Athene Seyler | |
---|---|
![]() Seyler in 1950 | |
Born | London, England | 31 May 1889
Died | 12 September 1990 101) Hammersmith, London, England | (aged
Occupation | Actress |
Years active | 1909–68 |
Spouse(s) | James Bury Sterndale Bennett (m. 1914; div. 19??) |
Children | 1 |
Athene Seyler, CBE (31 May 1889 –12 September 1990) was an English actress.
She was born in Hackney, London; [1] her German-born grandparents moved to the United Kingdom, where her grandfather Philip Seyler was a merchant in London. Athene Seyler was educated at Coombe Hill School in Surrey, a progressive co-educational school which disliked petitionary prayer and whose advanced biology classes studied Darwin's On the Origin of Species . Seyler took part in an anti-blood sports demonstration, during which pupils captured the fox from the local hunt. [2]
She was also active in the South Place Ethical Society during the 1920s, where her father Clarence H. Seyler took his family for many years to hear Moncure Conway lecture as an alternative to attending a religious Sunday service. [2] Clarence ran a class for the study of Herbert Spencer, contributed to the South Place magazine on rationalist matters and wrote a treatise on birth control which he circulated privately among his family. [2]
Seyler first appeared on the stage in 1909, and was initially known as a stage actress. She made her film debut in 1921, and subsequently became known for playing slightly dotty old ladies in many British films from the 1930s to the 1960s.

* [Supplied data]:
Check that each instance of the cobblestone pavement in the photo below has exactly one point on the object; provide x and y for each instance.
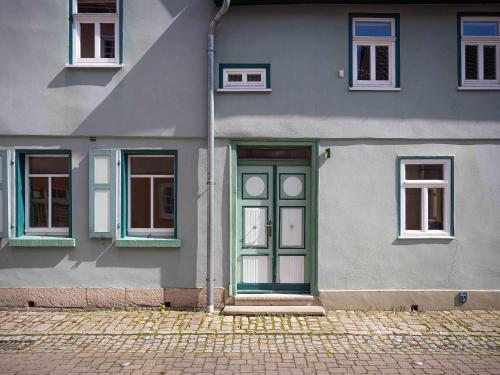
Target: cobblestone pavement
(154, 341)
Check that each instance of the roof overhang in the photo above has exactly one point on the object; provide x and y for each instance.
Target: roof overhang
(271, 2)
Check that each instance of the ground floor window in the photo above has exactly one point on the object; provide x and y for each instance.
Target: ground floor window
(151, 194)
(44, 193)
(426, 196)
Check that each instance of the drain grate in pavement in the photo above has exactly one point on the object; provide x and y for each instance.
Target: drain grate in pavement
(13, 345)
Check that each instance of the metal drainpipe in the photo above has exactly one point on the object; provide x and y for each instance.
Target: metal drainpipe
(211, 146)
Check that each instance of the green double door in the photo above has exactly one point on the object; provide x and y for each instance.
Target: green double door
(274, 213)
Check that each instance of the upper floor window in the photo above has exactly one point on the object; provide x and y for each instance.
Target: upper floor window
(95, 32)
(374, 52)
(480, 51)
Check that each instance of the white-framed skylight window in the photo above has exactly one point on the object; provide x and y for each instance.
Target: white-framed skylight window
(479, 52)
(374, 52)
(95, 33)
(244, 77)
(426, 197)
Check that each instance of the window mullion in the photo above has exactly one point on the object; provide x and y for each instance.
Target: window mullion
(425, 209)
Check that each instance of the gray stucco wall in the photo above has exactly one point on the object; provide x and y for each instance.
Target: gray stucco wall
(98, 263)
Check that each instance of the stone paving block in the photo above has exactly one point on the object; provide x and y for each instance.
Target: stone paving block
(106, 297)
(58, 297)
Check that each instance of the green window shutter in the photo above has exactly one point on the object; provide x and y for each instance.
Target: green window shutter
(5, 188)
(104, 207)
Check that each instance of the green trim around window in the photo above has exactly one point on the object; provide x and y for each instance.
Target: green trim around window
(124, 191)
(233, 181)
(223, 66)
(42, 241)
(397, 33)
(452, 187)
(460, 15)
(21, 188)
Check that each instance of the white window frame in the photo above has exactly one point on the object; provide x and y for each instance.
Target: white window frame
(96, 19)
(372, 42)
(480, 42)
(42, 230)
(244, 85)
(424, 185)
(151, 231)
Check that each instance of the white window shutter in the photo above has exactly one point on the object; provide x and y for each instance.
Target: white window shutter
(5, 192)
(104, 193)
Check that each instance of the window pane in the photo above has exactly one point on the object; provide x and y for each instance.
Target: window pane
(235, 77)
(108, 40)
(87, 37)
(163, 203)
(490, 62)
(413, 209)
(60, 202)
(140, 203)
(96, 6)
(480, 28)
(364, 28)
(363, 62)
(424, 171)
(471, 62)
(152, 165)
(382, 63)
(49, 165)
(435, 196)
(39, 201)
(254, 77)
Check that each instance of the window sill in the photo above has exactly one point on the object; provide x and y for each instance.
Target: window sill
(446, 238)
(95, 66)
(148, 242)
(42, 241)
(478, 88)
(374, 88)
(244, 90)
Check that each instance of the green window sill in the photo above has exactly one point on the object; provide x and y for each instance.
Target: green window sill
(148, 242)
(42, 241)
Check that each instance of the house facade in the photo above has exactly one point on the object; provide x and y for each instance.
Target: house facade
(356, 155)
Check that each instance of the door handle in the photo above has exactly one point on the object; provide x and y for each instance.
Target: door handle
(269, 227)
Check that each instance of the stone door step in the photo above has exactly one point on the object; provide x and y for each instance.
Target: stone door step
(273, 299)
(274, 310)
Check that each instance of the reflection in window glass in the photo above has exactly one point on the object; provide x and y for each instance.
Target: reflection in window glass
(424, 171)
(365, 28)
(471, 62)
(382, 63)
(140, 202)
(363, 63)
(39, 202)
(435, 208)
(413, 209)
(87, 40)
(107, 40)
(96, 6)
(480, 28)
(490, 62)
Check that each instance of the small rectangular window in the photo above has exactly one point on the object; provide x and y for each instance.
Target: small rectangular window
(480, 56)
(425, 197)
(95, 29)
(47, 194)
(151, 195)
(241, 77)
(374, 52)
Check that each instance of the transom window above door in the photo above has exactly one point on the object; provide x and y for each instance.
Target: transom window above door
(95, 32)
(480, 52)
(374, 52)
(426, 197)
(151, 195)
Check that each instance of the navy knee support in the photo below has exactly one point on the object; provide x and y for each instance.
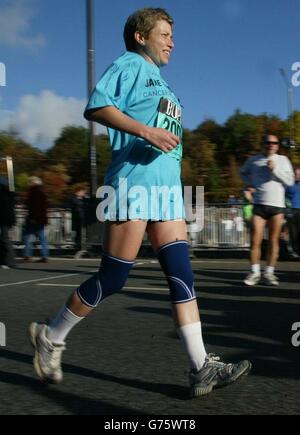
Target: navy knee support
(110, 279)
(175, 261)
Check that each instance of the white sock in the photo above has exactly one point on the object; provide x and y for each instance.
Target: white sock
(191, 336)
(62, 325)
(256, 269)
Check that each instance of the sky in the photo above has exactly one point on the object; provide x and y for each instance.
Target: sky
(227, 56)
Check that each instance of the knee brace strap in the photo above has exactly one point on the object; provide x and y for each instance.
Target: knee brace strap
(110, 279)
(175, 261)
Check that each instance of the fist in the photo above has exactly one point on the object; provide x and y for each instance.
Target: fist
(271, 165)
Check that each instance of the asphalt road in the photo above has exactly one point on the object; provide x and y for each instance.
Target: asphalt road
(125, 359)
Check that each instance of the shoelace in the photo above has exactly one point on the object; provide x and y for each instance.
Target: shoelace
(216, 360)
(53, 355)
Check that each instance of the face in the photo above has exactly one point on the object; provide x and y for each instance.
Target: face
(158, 46)
(272, 145)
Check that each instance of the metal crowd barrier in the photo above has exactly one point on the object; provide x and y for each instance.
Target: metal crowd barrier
(224, 227)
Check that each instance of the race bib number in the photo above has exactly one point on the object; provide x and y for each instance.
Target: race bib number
(169, 118)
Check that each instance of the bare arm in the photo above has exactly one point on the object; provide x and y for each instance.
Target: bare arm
(112, 117)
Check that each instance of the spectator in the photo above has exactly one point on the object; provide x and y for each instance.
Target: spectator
(7, 220)
(37, 219)
(293, 194)
(232, 200)
(267, 175)
(79, 215)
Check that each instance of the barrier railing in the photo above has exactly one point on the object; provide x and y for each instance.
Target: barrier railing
(224, 227)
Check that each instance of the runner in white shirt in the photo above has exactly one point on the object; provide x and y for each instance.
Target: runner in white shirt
(267, 175)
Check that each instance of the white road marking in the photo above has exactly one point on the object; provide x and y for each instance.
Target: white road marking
(50, 278)
(161, 289)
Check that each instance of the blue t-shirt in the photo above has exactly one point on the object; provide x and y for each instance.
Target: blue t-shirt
(136, 88)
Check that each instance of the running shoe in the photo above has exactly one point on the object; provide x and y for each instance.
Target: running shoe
(47, 359)
(252, 279)
(216, 374)
(271, 279)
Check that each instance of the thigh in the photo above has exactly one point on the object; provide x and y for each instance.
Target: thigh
(124, 239)
(161, 233)
(258, 228)
(275, 225)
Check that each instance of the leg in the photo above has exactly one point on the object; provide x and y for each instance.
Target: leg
(27, 242)
(122, 243)
(9, 256)
(275, 225)
(207, 371)
(259, 225)
(121, 240)
(44, 242)
(162, 233)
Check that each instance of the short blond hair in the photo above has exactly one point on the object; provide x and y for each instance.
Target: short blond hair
(143, 21)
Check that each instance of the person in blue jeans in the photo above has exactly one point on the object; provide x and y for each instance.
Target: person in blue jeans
(144, 122)
(37, 219)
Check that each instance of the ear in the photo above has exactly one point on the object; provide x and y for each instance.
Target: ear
(140, 39)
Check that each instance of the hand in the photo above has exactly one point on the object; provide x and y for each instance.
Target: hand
(162, 139)
(271, 165)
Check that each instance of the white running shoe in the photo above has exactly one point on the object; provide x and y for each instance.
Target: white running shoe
(271, 279)
(216, 374)
(252, 279)
(47, 359)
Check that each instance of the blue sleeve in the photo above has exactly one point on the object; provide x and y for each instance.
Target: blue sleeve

* [Prompt A]: Output the article on Athene Seyler verbatim, from "Athene Seyler |" to "an English actress.".
* [Prompt B]: List every person named in the article on Athene Seyler other than Seyler herself.
* [Prompt C]: Summarize the article on Athene Seyler in two sentences.
The entries have no role in this work.

* [Exercise result A]:
Athene Seyler | |
---|---|
![]() Seyler in 1950 | |
Born | London, England | 31 May 1889
Died | 12 September 1990 101) Hammersmith, London, England | (aged
Occupation | Actress |
Years active | 1909–68 |
Spouse(s) | James Bury Sterndale Bennett (m. 1914; div. 19??) |
Children | 1 |
Athene Seyler, CBE (31 May 1889 –12 September 1990) was an English actress.

* [Exercise result B]: James Bury Sterndale Bennett, Philip Seyler, Darwin, Clarence H. Seyler, Moncure Conway, Herbert Spencer

* [Exercise result C]: Athene Seyler (1889–1990) was an English actress born in Hackney, London, whose German-born grandparents had moved to the United Kingdom. She was educated at the progressive Coombe Hill School in Surrey, was active in the South Place Ethical Society during the 1920s, first appeared on the stage in 1909, and after her 1921 film debut became known for playing slightly dotty old ladies in British films from the 1930s to the 1960s.